WHAT THE TASK ASKS:
Rewrite every line of the data below, changing "Outline all occurrences of" to "Draw a box around every instance of" and keeping all other text unchanged. Omit the pictures from your answer.

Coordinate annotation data
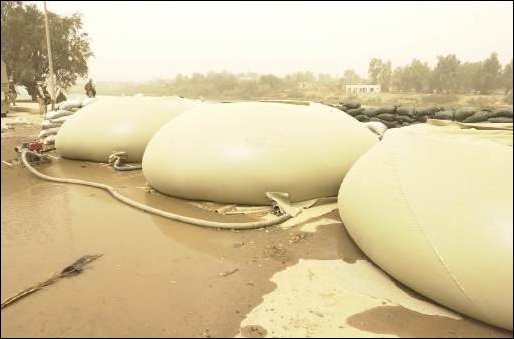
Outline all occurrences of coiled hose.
[21,150,291,229]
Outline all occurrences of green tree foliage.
[432,54,460,93]
[502,59,512,93]
[341,69,364,86]
[480,53,502,94]
[458,61,482,93]
[368,58,393,92]
[1,1,93,97]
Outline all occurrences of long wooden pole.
[44,1,55,110]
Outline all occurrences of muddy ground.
[1,105,512,337]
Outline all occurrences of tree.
[368,58,382,84]
[368,58,393,92]
[1,1,93,98]
[502,59,512,94]
[405,59,431,92]
[342,69,362,85]
[480,53,501,94]
[431,54,460,93]
[458,62,482,93]
[391,66,409,91]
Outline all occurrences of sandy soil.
[1,105,512,337]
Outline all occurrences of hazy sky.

CORRECT OUTPUT:
Draw a box around every instance of coiled hose.
[21,150,291,229]
Draw a box around every instance of green tree foliage.
[432,54,460,93]
[502,59,512,93]
[341,69,364,86]
[480,53,502,94]
[458,61,482,93]
[368,58,393,92]
[1,1,93,97]
Draw a box around every instance of long wooden pole.
[44,1,55,110]
Draw a box around every instance of muddy ground.
[1,105,512,337]
Draw a box around every instance of tree.
[368,58,382,84]
[368,58,393,92]
[1,1,93,98]
[502,59,512,94]
[405,59,431,92]
[342,69,362,85]
[480,53,501,94]
[431,54,460,93]
[458,62,482,93]
[391,66,409,91]
Draw a box around every instance of sandy soil.
[1,105,512,337]
Draw a box around every instance of hazy sky.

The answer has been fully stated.